## Task prompt
Select every line of the data below that contains the string "Coordinates", and copy each such line. Matching is case-sensitive.

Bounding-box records

▼

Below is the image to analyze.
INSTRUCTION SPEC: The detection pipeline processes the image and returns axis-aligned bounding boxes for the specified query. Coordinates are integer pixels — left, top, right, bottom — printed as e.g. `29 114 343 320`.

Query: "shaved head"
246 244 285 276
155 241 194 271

▲
▼

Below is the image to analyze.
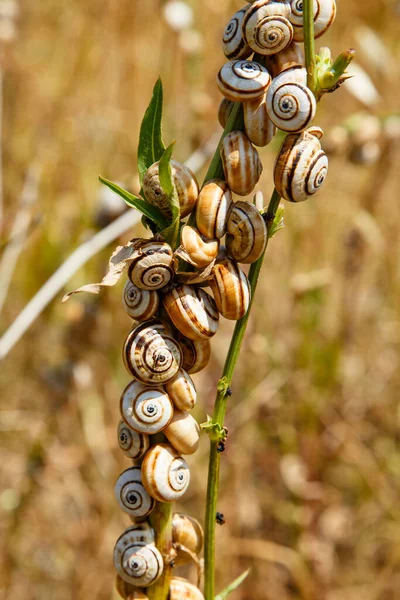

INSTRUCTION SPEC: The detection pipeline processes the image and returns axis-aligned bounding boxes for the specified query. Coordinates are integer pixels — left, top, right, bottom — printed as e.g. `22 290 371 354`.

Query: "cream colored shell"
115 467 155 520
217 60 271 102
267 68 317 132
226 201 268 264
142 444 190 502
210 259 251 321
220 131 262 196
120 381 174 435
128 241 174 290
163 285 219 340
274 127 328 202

▲

## Response to this exercise
INSTRUCTION SPEC: The detection pipeline processes the image and returns axis-aligned bounding boxes for the specified query. Coordinates are integer pixels — left, top, right, bottom — printed as e.g. `29 114 343 320`.
INSTRUCTION SPEC: The detection pipeline processes the image and returns axis-aligned bounding boxes for the specified query. Coordinates are integer pixels — left, top, right, bottom — printed as e.g. `22 290 371 354`.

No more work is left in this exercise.